** start Data for this task **

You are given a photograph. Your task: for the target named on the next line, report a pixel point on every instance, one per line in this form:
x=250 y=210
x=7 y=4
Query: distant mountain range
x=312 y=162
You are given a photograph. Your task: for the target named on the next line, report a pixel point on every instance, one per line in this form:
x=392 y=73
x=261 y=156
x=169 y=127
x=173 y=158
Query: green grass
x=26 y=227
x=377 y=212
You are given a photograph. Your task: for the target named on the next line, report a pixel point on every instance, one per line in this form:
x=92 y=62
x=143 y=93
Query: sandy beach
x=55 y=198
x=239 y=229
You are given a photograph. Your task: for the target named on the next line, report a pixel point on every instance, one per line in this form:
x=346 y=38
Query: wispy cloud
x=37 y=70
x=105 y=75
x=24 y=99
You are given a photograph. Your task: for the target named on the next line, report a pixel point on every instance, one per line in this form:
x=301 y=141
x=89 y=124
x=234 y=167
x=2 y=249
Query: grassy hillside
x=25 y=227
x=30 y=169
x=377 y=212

** end Data for this task **
** start Data for this task **

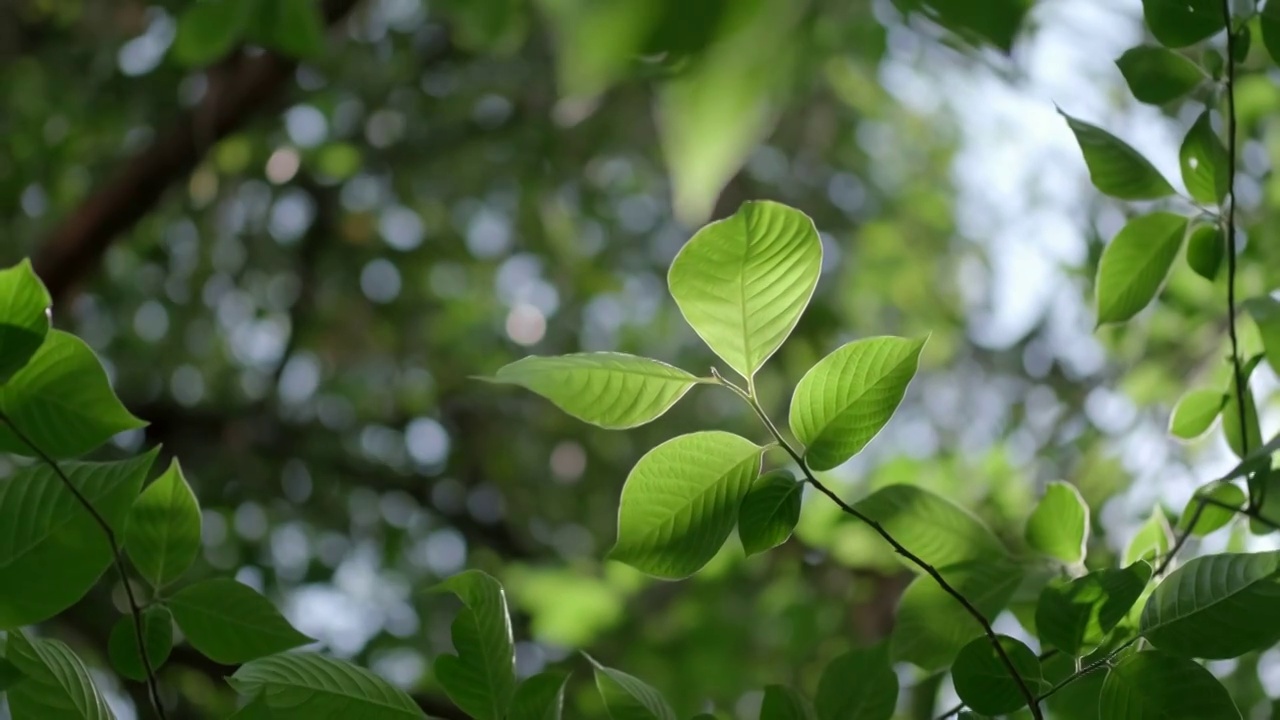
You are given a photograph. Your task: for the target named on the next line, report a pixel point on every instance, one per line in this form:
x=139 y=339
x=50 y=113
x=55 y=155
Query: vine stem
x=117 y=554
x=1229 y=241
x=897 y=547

** end Data for this task **

Please count the lines in the data above that contain the word "Query", and reply with the number only.

Result of the exercise => 6